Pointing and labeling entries
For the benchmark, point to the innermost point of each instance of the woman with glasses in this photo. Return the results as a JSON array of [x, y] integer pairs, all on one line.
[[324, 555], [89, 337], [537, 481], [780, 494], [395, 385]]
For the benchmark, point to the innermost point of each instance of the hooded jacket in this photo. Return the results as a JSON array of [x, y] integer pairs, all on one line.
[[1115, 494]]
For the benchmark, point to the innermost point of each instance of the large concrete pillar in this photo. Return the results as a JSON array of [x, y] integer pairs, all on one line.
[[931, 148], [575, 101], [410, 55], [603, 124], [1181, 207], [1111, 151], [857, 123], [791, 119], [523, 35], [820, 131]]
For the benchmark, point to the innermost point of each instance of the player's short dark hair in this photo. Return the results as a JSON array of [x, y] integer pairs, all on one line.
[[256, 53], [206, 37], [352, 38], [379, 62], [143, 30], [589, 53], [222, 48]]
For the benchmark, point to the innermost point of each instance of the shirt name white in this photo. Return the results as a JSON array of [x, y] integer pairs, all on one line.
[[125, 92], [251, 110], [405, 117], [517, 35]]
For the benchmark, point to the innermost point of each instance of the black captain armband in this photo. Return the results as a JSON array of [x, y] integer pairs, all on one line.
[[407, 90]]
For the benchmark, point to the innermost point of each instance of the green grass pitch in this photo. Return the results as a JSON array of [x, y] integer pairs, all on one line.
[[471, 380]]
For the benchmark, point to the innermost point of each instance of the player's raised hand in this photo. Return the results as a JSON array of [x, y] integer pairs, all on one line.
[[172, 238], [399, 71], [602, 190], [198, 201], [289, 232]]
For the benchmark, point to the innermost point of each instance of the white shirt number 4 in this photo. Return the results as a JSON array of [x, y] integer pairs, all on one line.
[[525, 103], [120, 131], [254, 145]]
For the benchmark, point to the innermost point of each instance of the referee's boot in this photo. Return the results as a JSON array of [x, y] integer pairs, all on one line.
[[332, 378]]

Written instruction> Return every line of the listing above unchanged, in the same order.

Expected answer>
For the benchmark, point to the innermost point of each instance of the woman with glasses in this photo. Return the results as a JSON array of [x, y] integer pairs, all on one line.
[[324, 555], [89, 337], [537, 481], [780, 494], [395, 385]]
For the benchmark, point to the innermost point of each instance of the hooded jacket in this photo. Return the results as a JSON array of [x, y] integer pairs, all on one line.
[[1115, 494]]
For the benchmark, point to the innermost point of each instance of the large concrete pillar in this photo. Return the results as a JSON array of [x, y] integer pairs, all on one line.
[[931, 148], [575, 101], [410, 55], [603, 124], [1181, 207], [1111, 151], [857, 123], [791, 119], [523, 35], [820, 131]]
For the benchmark, point to the innermost point of each instance of the player's short dark hair in this photo. Return the results as a JSON array of [x, y] integer pairs, all on one line.
[[256, 53], [206, 37], [352, 38], [379, 62], [143, 30], [589, 53], [222, 48]]
For the benchmark, point to the innermost point of each instance of the shirt name white in this photo. Return the results as a JSON array of [x, y] integer pairs, all on one line.
[[125, 92], [251, 110], [405, 117], [517, 35]]
For the benchmark, point to the innermost point of each instance of the black captain armband in this photo. Return the results as a JSON array of [x, y] integer pairs, all on one line.
[[407, 90]]
For the benchmark, point to the innermost point of each instance of the green grass pitch in this photo. Return the results as a JSON array of [x, y] integer pairs, all on one line.
[[471, 380]]
For the benchmark, point to the innermost point of each instance of the player's raised hand in this photo. Return the results as a JSON array of [x, y] integer pairs, all on one line.
[[172, 238], [399, 71], [602, 190], [198, 201], [289, 232]]
For the benchmark, point to the innermost point of each instance of the white shirt number 4 in this photo. Return the results as a JSON array of [x, y] integer pairs, all on one line.
[[525, 103], [120, 131], [254, 145]]
For the benchmark, point to the innermost point of each instance of the referee's boot in this photo. Return the results as a JSON array of [x, y] integer pairs, all on one line.
[[332, 378]]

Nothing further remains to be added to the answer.